[Extracted text — start]

Mayer, Thomas, “Data mining: a reconsideration,” Journal of Economic Methodology 7:2 (2000), 183-194.
- Data Mining
- In the good sense, “data mining” means fitting multiple econometric specifications (in the simple case, multiple OLS regressions) to the data. This is both reasonable and scientific.
- In the bad sense, many economists implicitly equate data mining with running many regressions and then only reporting the one(s) that “work.”
- It is important to report any results that are contrary to the hypotheses, even if they seem very unlikely.
- Unbiased data mining means neglecting to report results only for the following reasons:
- The results fail statistical diagnostic tests
- Their statistical test results are inferior to those of the reported results
- They support the reported results
- They are obviously wrong (such as a significantly negative coefficient that collective experience says should be positive)
- The only case where biased data mining (purposefully omitting all contrary results) is when the author is trying to show that a hypothesis might be correct. In this case, the author’s intent should be clearly stated.

[Extracted text — finish]

* **What to work on**
Change "neglecting" to "declining" in the notes on data mining, starting at the words "- It is important" and stopping after "should be positive)". Give that part again with the change made. The entries after this point have nothing to do with the notes on data mining.

[Extracted material — start]

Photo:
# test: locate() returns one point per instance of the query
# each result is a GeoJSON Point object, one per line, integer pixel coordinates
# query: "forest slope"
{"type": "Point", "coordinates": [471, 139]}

[Extracted material — finish]

* **Response to the exercise**
- It is important to report any results that are contrary to the hypotheses, even if they seem very unlikely.
- Unbiased data mining means declining to report results only for the following reasons:
- The results fail statistical diagnostic tests
- Their statistical test results are inferior to those of the reported results
- They support the reported results
- They are obviously wrong (such as a significantly negative coefficient that collective experience says should be positive)